**RECORDS FOR THE TASK**.

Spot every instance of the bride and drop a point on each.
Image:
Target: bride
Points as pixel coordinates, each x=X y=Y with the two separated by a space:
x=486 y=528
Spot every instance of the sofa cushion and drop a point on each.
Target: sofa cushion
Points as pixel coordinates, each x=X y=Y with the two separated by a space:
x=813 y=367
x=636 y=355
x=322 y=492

**EXERCISE TASK**. Rewrite every line of the listing, substituting "place a marker" for each occurrence of "drop a point" and leaving everything else as it is.

**ANSWER TO THE PROBLEM**.
Spot every instance of the bride and place a marker on each.
Image:
Target: bride
Points as pixel coordinates, each x=X y=Y with the two separated by a space:
x=486 y=528
Spot every instance of the sofa cushion and place a marker on each.
Target: sofa cushion
Points as pixel coordinates, each x=X y=Y with the two separated by a space:
x=813 y=367
x=636 y=355
x=322 y=492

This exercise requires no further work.